#### [Data shown]
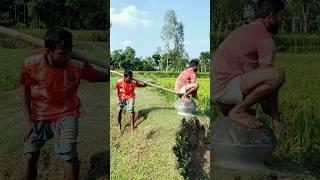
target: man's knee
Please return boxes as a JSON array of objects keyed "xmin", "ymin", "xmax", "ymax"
[
  {"xmin": 193, "ymin": 83, "xmax": 199, "ymax": 90},
  {"xmin": 272, "ymin": 67, "xmax": 285, "ymax": 87},
  {"xmin": 24, "ymin": 152, "xmax": 40, "ymax": 163}
]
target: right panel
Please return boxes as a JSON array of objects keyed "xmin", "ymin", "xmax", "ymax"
[{"xmin": 210, "ymin": 0, "xmax": 320, "ymax": 179}]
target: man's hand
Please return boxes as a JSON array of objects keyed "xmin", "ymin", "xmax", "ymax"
[{"xmin": 273, "ymin": 119, "xmax": 297, "ymax": 137}]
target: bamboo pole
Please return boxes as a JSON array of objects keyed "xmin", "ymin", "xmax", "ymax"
[
  {"xmin": 0, "ymin": 26, "xmax": 109, "ymax": 69},
  {"xmin": 110, "ymin": 70, "xmax": 176, "ymax": 94}
]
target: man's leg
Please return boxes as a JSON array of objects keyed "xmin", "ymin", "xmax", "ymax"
[
  {"xmin": 260, "ymin": 91, "xmax": 296, "ymax": 136},
  {"xmin": 181, "ymin": 83, "xmax": 199, "ymax": 100},
  {"xmin": 23, "ymin": 151, "xmax": 40, "ymax": 180},
  {"xmin": 229, "ymin": 67, "xmax": 284, "ymax": 128},
  {"xmin": 117, "ymin": 100, "xmax": 127, "ymax": 132},
  {"xmin": 64, "ymin": 158, "xmax": 79, "ymax": 180}
]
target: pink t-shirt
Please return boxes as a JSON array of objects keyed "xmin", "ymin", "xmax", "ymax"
[
  {"xmin": 174, "ymin": 68, "xmax": 196, "ymax": 92},
  {"xmin": 212, "ymin": 19, "xmax": 276, "ymax": 93}
]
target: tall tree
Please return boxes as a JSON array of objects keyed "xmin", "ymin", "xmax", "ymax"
[{"xmin": 161, "ymin": 10, "xmax": 184, "ymax": 71}]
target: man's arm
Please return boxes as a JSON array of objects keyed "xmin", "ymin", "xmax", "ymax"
[
  {"xmin": 190, "ymin": 73, "xmax": 197, "ymax": 83},
  {"xmin": 136, "ymin": 81, "xmax": 148, "ymax": 87},
  {"xmin": 82, "ymin": 63, "xmax": 110, "ymax": 82}
]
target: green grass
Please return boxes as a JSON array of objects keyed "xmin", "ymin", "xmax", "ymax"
[
  {"xmin": 0, "ymin": 48, "xmax": 106, "ymax": 90},
  {"xmin": 0, "ymin": 49, "xmax": 109, "ymax": 179},
  {"xmin": 110, "ymin": 77, "xmax": 208, "ymax": 179}
]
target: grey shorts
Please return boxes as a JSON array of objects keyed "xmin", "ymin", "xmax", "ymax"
[{"xmin": 24, "ymin": 119, "xmax": 79, "ymax": 161}]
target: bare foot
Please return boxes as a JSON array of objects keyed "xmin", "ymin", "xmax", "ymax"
[
  {"xmin": 272, "ymin": 119, "xmax": 297, "ymax": 136},
  {"xmin": 228, "ymin": 110, "xmax": 262, "ymax": 129},
  {"xmin": 181, "ymin": 96, "xmax": 191, "ymax": 102}
]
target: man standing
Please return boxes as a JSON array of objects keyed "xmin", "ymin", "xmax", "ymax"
[
  {"xmin": 21, "ymin": 27, "xmax": 108, "ymax": 179},
  {"xmin": 116, "ymin": 71, "xmax": 147, "ymax": 132},
  {"xmin": 212, "ymin": 0, "xmax": 295, "ymax": 134},
  {"xmin": 175, "ymin": 59, "xmax": 199, "ymax": 101}
]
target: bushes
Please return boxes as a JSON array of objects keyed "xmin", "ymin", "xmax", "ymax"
[
  {"xmin": 133, "ymin": 71, "xmax": 210, "ymax": 78},
  {"xmin": 13, "ymin": 29, "xmax": 107, "ymax": 42}
]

#### [Your objective]
Reproduce every line of the records above verbatim, leaving out the pictures.

#### [Expected output]
target: man's knee
Please return boxes as a JSON array of objects keyed "xmin", "ymin", "xmax", "ymax"
[
  {"xmin": 193, "ymin": 83, "xmax": 199, "ymax": 90},
  {"xmin": 272, "ymin": 67, "xmax": 285, "ymax": 87},
  {"xmin": 24, "ymin": 152, "xmax": 40, "ymax": 163}
]
target: right panel
Please return boxes as a JSON array of objects keyed "xmin", "ymin", "xmax", "ymax"
[{"xmin": 210, "ymin": 0, "xmax": 320, "ymax": 179}]
target: man's hand
Please return boxes as a JSON array of objects keyed "xmin", "ymin", "xmax", "ymax"
[{"xmin": 273, "ymin": 119, "xmax": 297, "ymax": 137}]
target: bamboo pole
Please return boxes as a JSON array of objects keyed "xmin", "ymin", "xmax", "ymax"
[
  {"xmin": 0, "ymin": 26, "xmax": 109, "ymax": 69},
  {"xmin": 110, "ymin": 70, "xmax": 176, "ymax": 94}
]
target: man's leg
Please return boxes as a JSON array of objects keyed "xmin", "ymin", "xmax", "ymax"
[
  {"xmin": 260, "ymin": 91, "xmax": 296, "ymax": 136},
  {"xmin": 181, "ymin": 83, "xmax": 199, "ymax": 100},
  {"xmin": 23, "ymin": 151, "xmax": 40, "ymax": 180},
  {"xmin": 229, "ymin": 67, "xmax": 284, "ymax": 128},
  {"xmin": 117, "ymin": 100, "xmax": 127, "ymax": 132},
  {"xmin": 64, "ymin": 158, "xmax": 79, "ymax": 180}
]
target: pink t-shirt
Please return boxes as a JSON array of objects keyed "xmin", "ymin", "xmax", "ymax"
[
  {"xmin": 174, "ymin": 68, "xmax": 196, "ymax": 92},
  {"xmin": 212, "ymin": 19, "xmax": 276, "ymax": 93}
]
target: tall tree
Please return boxes as a JSON array of objects keyed "xmin", "ymin", "xmax", "ymax"
[{"xmin": 161, "ymin": 10, "xmax": 184, "ymax": 71}]
target: man's arm
Please return boxes as a JSON array of objects keyed "xmin", "ymin", "xmax", "ymax"
[
  {"xmin": 190, "ymin": 73, "xmax": 197, "ymax": 83},
  {"xmin": 136, "ymin": 81, "xmax": 148, "ymax": 87},
  {"xmin": 82, "ymin": 63, "xmax": 110, "ymax": 82}
]
target: green grass
Please return boxes as a JSON array of objects keyed "xmin", "ymin", "xmax", "ymax"
[
  {"xmin": 0, "ymin": 48, "xmax": 106, "ymax": 90},
  {"xmin": 0, "ymin": 49, "xmax": 109, "ymax": 179},
  {"xmin": 110, "ymin": 77, "xmax": 208, "ymax": 179}
]
target: grey shorts
Please return boxes as a JSON array of objects keyed "xmin", "ymin", "xmax", "ymax"
[{"xmin": 24, "ymin": 119, "xmax": 79, "ymax": 161}]
target: bare foot
Please return boxes as a JSON array of objects keyed "xmin", "ymin", "xmax", "ymax"
[
  {"xmin": 272, "ymin": 119, "xmax": 297, "ymax": 136},
  {"xmin": 228, "ymin": 110, "xmax": 262, "ymax": 129},
  {"xmin": 181, "ymin": 96, "xmax": 191, "ymax": 102}
]
target: man standing
Please return boxes as a JSON array of objects keyed "xmin", "ymin", "xmax", "ymax"
[
  {"xmin": 21, "ymin": 27, "xmax": 108, "ymax": 179},
  {"xmin": 116, "ymin": 71, "xmax": 147, "ymax": 132},
  {"xmin": 212, "ymin": 0, "xmax": 295, "ymax": 134},
  {"xmin": 175, "ymin": 59, "xmax": 199, "ymax": 101}
]
target: bushes
Please return boxes as a JSON array of objects keyed "xmin", "ymin", "xmax", "ymax"
[
  {"xmin": 133, "ymin": 71, "xmax": 210, "ymax": 78},
  {"xmin": 13, "ymin": 29, "xmax": 107, "ymax": 42}
]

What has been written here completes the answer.